Document text:
Where to download the latest localized nightly version of the Firefox 3.5
http://ftp.mozilla.org/pub/mozilla.org/firefox/nightly/latest-mozilla-1.9.1-l10n/
Please hammer on these builds mercilessly to make sure that things work well. If you notice things that worked in Firefox 3.5 beta 4, but do not work in this release, we would like to know about it right away.
What to Test
You can run a set of localization test cases by going to Litmus, Mozilla’s testing suite. This URL will take you to the “l10n run”.
https://litmus.mozilla.org/run_tests.cgi?test_run_id=36
If you don’t have a Litmus account, you should be able to create one quickly. Please email us if you need any help.
How to report feedback
Please try filing a bug for your locale with Bugzilla. The basic set of instructions are below. If you are not comfortable filing a bug, you can report it to your locale leader who should be listed in the specific locale on this main Teams page:
https://wiki.mozilla.org/L10n:Teams
Things to remember when filing a bug in https://bugzilla.mozilla.org/:
- Always include the Build ID that you tested on. If you type about: in the URL bar, this will give you the Build ID.
- Always include clear “Steps to Reproduce” the bug.
- Always check to see if your bug has already been filed. This link will help: http://tinyurl.com/2465be
- Use the regression keyword if it indeed a regression from a previous release. And, please tell us in the main comment of the bug if it is a regression from a previous release.
- If you happen to crash, please include the Breakpad ID in the bug. You can get this by typing about:crashes in the URL bar.
If you don’t wish to file a bug, report issues through http://feedback.mozilla.org or through the mozilla.feedback.firefox.prerelease newsgroup (I just linked to the Google Group). However, we prefer bugs as feedback since those are easier to track.
Finally, keep in mind that no comments or questions are off limits. Please send along any remarks or questions that you think are appropriate at you test. It’s all appreciated.
Thanks to all of you for helping test Firefox and making it the browser of choice for millions and millions of people all over the world!

Goal of the exercise:
According to the Firefox 3.5 nightly testing guide, why are bugs filed in Bugzilla preferred to other kinds of feedback?

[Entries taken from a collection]
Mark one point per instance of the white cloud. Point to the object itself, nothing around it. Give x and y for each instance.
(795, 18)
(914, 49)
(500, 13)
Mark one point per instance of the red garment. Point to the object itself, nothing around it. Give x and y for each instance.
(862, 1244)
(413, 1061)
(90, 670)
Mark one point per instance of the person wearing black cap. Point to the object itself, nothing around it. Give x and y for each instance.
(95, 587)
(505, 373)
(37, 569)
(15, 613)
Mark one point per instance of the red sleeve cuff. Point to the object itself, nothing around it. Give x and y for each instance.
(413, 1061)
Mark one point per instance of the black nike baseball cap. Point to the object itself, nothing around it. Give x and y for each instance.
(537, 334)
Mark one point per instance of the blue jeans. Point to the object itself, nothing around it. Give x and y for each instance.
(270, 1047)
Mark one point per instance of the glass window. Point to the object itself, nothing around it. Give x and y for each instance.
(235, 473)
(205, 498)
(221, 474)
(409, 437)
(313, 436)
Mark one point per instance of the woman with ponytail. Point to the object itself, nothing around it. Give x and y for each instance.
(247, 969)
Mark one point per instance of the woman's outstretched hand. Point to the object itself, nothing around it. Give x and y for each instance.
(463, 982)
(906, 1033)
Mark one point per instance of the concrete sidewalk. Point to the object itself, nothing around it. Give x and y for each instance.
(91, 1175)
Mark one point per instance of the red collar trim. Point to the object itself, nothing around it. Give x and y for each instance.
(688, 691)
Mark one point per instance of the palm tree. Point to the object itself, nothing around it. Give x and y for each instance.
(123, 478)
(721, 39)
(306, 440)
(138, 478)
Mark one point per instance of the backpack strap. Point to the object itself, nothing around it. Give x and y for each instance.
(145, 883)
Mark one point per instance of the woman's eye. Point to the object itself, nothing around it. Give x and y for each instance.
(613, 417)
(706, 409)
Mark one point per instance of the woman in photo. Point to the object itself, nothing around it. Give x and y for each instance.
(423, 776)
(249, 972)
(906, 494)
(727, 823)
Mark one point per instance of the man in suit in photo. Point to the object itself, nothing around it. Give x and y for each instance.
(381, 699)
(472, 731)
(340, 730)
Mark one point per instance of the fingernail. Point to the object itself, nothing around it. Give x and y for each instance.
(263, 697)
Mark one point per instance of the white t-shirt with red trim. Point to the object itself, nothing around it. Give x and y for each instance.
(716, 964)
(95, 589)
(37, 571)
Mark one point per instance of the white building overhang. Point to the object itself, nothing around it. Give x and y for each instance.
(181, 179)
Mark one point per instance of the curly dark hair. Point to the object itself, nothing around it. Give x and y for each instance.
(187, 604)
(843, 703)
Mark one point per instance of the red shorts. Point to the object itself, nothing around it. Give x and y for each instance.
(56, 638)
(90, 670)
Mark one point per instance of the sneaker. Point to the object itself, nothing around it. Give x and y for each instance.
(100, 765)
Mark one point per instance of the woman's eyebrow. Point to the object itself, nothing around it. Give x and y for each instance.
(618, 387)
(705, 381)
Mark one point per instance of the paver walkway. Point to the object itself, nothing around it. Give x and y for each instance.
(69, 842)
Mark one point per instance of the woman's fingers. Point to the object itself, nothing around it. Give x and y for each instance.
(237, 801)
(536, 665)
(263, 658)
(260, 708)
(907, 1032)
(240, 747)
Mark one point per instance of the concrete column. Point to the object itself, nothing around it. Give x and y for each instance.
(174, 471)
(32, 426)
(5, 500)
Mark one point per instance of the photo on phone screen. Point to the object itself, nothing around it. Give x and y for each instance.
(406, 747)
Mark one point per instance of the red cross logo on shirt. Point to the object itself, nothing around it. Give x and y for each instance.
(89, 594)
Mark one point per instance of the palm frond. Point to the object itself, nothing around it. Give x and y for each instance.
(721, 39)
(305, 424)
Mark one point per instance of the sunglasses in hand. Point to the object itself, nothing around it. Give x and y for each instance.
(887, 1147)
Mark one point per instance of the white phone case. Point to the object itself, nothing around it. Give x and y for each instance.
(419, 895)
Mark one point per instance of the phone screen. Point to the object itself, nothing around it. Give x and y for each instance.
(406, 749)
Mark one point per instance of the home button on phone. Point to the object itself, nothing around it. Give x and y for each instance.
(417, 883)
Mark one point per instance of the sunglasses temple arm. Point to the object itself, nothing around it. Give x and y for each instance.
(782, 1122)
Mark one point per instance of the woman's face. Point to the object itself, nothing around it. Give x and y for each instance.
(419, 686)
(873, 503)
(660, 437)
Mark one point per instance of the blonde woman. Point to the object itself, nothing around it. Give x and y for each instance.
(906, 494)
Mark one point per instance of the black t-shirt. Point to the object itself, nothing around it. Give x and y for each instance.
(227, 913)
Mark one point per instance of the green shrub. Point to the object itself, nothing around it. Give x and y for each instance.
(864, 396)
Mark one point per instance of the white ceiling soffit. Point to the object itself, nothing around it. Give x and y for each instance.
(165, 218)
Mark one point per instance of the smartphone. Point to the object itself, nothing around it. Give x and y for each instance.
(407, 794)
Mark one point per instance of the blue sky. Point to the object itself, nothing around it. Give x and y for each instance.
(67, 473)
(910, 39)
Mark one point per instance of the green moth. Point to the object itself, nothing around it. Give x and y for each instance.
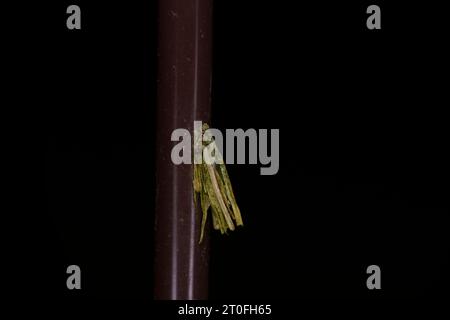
(212, 189)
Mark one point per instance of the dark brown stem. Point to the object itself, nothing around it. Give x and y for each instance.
(184, 80)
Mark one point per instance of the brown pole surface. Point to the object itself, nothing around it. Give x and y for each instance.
(184, 87)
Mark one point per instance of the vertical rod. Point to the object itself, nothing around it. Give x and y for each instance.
(184, 88)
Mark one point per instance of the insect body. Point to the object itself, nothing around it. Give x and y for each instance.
(212, 187)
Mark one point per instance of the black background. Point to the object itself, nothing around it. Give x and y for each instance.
(363, 173)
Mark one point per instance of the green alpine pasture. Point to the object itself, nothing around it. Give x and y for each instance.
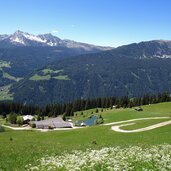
(20, 148)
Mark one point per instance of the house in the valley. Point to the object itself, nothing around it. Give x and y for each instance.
(27, 118)
(52, 123)
(138, 109)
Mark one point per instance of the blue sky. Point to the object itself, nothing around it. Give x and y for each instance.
(101, 22)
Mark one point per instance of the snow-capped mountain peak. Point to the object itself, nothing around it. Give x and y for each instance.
(20, 38)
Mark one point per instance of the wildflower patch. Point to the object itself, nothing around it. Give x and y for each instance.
(109, 159)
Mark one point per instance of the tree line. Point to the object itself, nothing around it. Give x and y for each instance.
(53, 110)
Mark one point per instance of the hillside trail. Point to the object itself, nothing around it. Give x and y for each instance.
(117, 128)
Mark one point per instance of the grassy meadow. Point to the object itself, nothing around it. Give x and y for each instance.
(20, 148)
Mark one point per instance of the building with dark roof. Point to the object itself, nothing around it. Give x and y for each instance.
(52, 123)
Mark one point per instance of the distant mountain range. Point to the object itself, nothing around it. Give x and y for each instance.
(20, 38)
(45, 69)
(131, 70)
(21, 53)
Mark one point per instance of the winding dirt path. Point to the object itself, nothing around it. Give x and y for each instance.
(117, 128)
(132, 120)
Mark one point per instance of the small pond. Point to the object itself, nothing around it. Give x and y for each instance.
(90, 121)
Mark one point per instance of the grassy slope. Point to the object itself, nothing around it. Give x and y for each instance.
(5, 94)
(27, 146)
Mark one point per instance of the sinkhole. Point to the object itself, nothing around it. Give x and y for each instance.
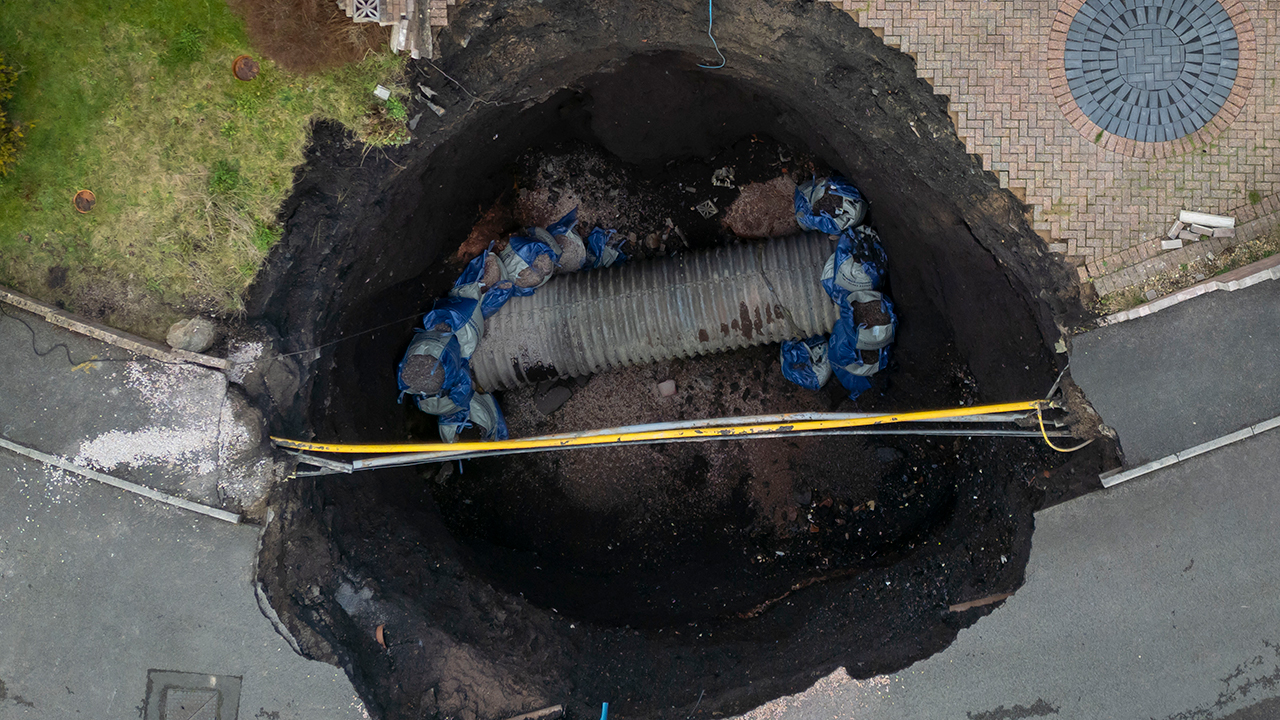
(666, 579)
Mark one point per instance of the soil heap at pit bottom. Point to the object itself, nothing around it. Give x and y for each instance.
(631, 575)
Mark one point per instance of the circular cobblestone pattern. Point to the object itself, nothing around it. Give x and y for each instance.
(1151, 71)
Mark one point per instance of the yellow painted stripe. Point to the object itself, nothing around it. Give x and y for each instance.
(622, 438)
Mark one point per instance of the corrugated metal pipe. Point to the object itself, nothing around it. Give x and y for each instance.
(700, 302)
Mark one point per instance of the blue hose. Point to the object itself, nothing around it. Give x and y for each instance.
(711, 19)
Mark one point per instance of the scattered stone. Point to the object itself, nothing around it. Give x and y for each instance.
(196, 335)
(553, 400)
(764, 209)
(887, 455)
(423, 374)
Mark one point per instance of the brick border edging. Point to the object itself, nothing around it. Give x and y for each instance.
(110, 336)
(1239, 278)
(1230, 109)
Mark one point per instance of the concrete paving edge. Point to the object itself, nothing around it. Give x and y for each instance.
(110, 336)
(1240, 278)
(122, 484)
(1116, 477)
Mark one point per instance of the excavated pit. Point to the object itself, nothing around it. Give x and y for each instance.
(662, 578)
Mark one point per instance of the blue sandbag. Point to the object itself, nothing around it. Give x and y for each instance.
(462, 317)
(483, 413)
(456, 388)
(848, 214)
(804, 361)
(859, 263)
(849, 340)
(602, 246)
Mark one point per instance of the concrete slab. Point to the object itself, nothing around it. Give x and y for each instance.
(173, 427)
(99, 587)
(1194, 372)
(1151, 600)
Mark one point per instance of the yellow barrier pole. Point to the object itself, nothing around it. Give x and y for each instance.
(622, 438)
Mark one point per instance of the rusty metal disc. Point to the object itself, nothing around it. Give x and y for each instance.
(245, 68)
(83, 201)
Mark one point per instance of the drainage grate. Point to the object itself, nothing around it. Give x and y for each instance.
(191, 696)
(1151, 71)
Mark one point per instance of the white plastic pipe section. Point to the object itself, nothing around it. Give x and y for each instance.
(696, 304)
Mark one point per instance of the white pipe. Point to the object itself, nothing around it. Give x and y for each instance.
(1206, 219)
(421, 458)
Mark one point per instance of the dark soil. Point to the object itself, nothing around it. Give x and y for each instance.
(423, 374)
(497, 588)
(869, 314)
(307, 35)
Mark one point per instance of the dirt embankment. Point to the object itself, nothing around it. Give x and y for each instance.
(533, 582)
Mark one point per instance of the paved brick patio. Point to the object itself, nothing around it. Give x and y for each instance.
(1107, 199)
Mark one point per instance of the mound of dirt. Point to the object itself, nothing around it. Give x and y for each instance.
(307, 36)
(653, 577)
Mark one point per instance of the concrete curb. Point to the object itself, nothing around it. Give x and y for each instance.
(118, 483)
(1239, 278)
(1116, 477)
(110, 336)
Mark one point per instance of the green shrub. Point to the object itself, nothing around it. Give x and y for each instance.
(10, 135)
(396, 110)
(265, 236)
(186, 48)
(224, 178)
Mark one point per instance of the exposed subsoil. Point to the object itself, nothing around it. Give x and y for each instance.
(658, 578)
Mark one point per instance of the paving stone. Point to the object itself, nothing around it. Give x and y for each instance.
(1106, 201)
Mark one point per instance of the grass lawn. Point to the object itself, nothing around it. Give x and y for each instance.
(135, 100)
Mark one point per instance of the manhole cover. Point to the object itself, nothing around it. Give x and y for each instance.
(1151, 71)
(191, 696)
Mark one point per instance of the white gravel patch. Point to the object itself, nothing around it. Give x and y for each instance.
(192, 449)
(184, 408)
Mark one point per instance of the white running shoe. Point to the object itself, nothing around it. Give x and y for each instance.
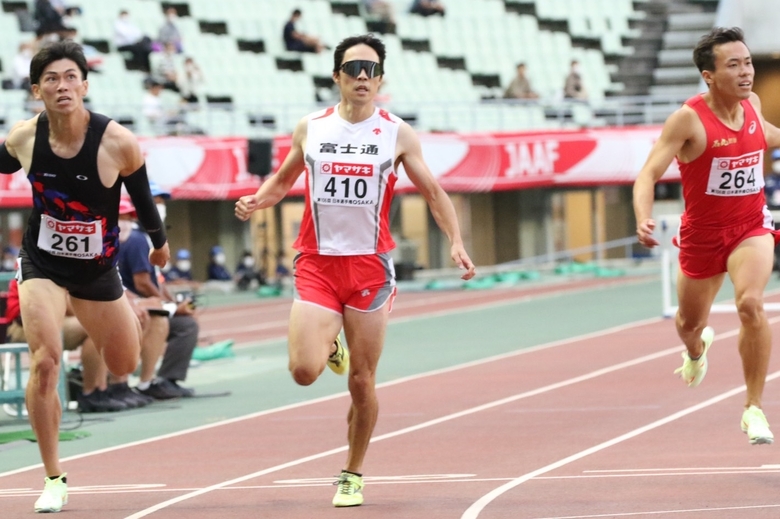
(755, 425)
(54, 496)
(693, 371)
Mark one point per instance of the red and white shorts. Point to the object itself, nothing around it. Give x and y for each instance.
(363, 283)
(705, 252)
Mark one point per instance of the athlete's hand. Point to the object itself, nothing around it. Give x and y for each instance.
(644, 232)
(461, 258)
(160, 257)
(245, 206)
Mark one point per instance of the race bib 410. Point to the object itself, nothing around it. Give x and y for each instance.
(82, 240)
(346, 184)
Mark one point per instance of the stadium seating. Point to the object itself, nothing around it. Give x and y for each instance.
(440, 70)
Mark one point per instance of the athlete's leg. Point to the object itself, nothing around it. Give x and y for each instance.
(695, 297)
(114, 328)
(750, 266)
(95, 373)
(365, 333)
(313, 329)
(42, 305)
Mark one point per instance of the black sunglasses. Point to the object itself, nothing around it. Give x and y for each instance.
(353, 68)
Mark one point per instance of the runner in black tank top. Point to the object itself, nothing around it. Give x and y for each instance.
(70, 247)
(70, 190)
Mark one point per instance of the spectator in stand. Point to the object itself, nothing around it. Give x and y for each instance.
(427, 7)
(383, 10)
(181, 271)
(140, 277)
(520, 87)
(298, 41)
(129, 38)
(247, 272)
(20, 68)
(162, 119)
(574, 87)
(94, 57)
(191, 81)
(48, 19)
(166, 69)
(169, 33)
(216, 270)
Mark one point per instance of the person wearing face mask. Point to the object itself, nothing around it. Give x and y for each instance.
(216, 270)
(129, 38)
(574, 87)
(140, 277)
(169, 33)
(246, 272)
(182, 269)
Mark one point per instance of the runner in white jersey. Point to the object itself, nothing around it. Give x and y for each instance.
(343, 273)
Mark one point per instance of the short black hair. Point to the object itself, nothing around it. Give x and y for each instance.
(704, 53)
(364, 39)
(66, 49)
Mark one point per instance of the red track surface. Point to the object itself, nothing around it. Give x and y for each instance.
(612, 434)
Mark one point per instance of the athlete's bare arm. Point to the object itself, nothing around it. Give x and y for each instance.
(678, 138)
(20, 141)
(120, 155)
(409, 153)
(278, 185)
(771, 132)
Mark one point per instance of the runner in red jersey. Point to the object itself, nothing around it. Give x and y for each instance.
(719, 139)
(343, 274)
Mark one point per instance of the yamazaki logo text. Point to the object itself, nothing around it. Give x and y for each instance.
(71, 228)
(354, 170)
(544, 158)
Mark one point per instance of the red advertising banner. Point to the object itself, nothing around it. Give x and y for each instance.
(522, 160)
(205, 168)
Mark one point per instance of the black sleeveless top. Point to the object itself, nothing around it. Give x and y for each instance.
(70, 190)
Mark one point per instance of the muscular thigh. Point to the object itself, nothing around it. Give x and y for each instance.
(42, 304)
(750, 265)
(111, 324)
(365, 333)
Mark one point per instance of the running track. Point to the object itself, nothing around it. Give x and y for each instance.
(591, 426)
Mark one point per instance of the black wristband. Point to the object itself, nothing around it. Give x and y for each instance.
(8, 164)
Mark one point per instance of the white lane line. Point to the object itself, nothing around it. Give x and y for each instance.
(423, 425)
(474, 510)
(665, 512)
(410, 378)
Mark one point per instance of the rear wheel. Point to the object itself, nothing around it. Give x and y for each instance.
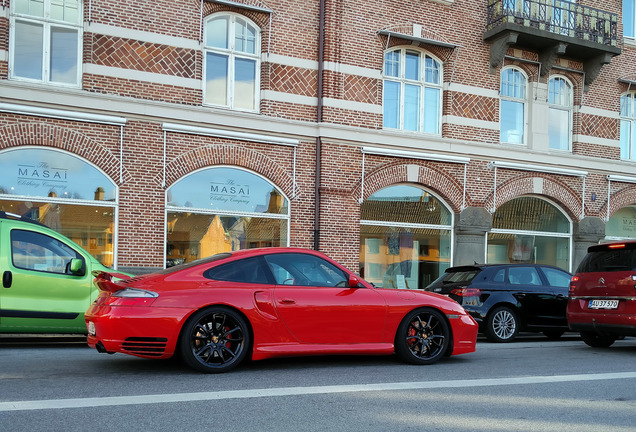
(502, 325)
(215, 340)
(423, 337)
(596, 340)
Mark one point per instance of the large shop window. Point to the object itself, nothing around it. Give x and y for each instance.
(46, 40)
(530, 230)
(223, 209)
(512, 106)
(622, 224)
(405, 238)
(412, 91)
(63, 192)
(232, 62)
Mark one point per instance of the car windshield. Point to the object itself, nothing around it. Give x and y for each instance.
(457, 276)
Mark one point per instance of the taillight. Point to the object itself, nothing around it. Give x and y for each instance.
(131, 297)
(466, 292)
(573, 283)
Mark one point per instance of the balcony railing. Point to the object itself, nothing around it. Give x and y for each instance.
(556, 16)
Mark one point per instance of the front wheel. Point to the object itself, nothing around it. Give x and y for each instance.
(423, 337)
(596, 340)
(214, 340)
(502, 325)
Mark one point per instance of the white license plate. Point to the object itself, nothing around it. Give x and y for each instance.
(603, 304)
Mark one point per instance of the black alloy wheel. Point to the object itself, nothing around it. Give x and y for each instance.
(596, 340)
(423, 337)
(502, 325)
(215, 340)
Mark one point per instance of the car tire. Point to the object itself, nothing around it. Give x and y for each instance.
(423, 337)
(214, 340)
(553, 334)
(596, 340)
(502, 325)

Solved exercise:
The guide prefers filed bugs because they are easier to track. Testers can also report issues through feedback.mozilla.org or the mozilla.feedback.firefox.prerelease newsgroup, but those channels are the fallback for anyone who doesn't wish to file a bug.